[Start of Attachment]
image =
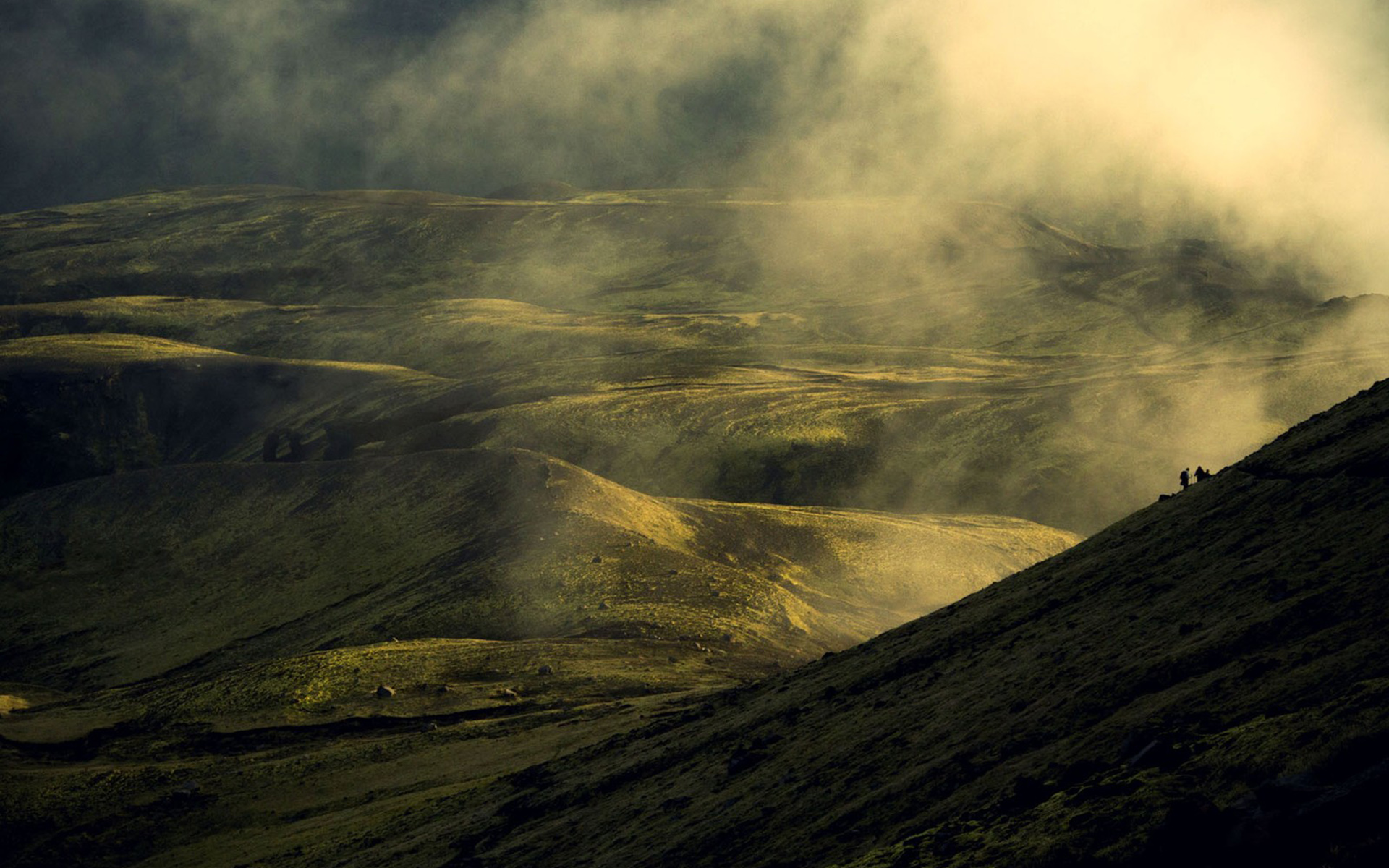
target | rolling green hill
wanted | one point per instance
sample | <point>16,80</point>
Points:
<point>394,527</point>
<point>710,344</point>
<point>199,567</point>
[End of Attachment]
[Start of Attachment]
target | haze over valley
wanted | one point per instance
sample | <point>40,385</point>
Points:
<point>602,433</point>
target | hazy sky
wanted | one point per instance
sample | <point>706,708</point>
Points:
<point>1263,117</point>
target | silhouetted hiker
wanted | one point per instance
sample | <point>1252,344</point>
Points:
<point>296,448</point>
[End of Attachment]
[Start of Attachment]
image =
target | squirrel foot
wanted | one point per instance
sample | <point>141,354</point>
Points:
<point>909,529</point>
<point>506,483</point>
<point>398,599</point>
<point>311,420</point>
[End of Attachment]
§ **What to do**
Among the records, find all lines that include the string "target" and return them.

§ **Completed task**
target | rolling green hill
target | haze over valley
target | hazy sky
target | silhouetted hiker
target | squirrel foot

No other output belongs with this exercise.